Locate each line of the records below that contains the string "cable", treating uppercase and lowercase as different, and copy those lines.

Start of The records

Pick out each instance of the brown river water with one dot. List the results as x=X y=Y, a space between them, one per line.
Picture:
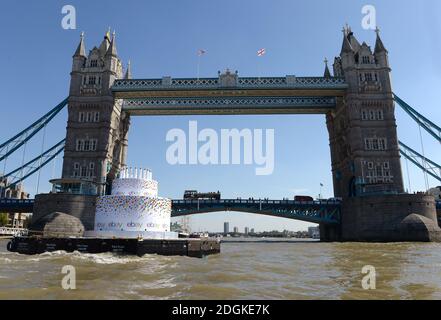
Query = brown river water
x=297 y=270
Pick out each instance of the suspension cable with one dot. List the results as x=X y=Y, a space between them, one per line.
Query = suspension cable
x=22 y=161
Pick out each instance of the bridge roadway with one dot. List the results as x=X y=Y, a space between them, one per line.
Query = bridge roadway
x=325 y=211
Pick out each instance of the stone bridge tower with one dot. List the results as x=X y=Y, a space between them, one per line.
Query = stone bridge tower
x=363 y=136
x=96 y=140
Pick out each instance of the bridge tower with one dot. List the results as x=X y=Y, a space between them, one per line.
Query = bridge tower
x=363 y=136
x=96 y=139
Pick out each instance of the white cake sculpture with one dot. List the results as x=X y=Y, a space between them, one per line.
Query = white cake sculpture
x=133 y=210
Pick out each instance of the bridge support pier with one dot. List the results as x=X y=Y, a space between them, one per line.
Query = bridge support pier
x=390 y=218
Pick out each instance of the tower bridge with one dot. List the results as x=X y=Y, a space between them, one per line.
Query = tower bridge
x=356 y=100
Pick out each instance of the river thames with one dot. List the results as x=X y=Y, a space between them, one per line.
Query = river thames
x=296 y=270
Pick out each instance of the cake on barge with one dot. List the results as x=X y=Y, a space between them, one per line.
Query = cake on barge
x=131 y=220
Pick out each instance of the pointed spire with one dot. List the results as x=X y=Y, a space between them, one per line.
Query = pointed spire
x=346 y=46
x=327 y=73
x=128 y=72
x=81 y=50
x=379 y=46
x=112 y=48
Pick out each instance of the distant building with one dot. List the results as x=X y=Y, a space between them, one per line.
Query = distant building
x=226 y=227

End of The records
Start of The records

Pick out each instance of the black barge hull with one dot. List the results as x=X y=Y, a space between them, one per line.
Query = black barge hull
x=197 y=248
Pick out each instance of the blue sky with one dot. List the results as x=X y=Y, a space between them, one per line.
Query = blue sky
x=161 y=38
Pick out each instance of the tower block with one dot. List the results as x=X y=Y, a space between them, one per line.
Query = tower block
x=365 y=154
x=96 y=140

End of The records

# Solution
Pick out each instance of the suspension cable with one dot. List the results as x=X y=Y, a space between them, one per line.
Query = suspension cable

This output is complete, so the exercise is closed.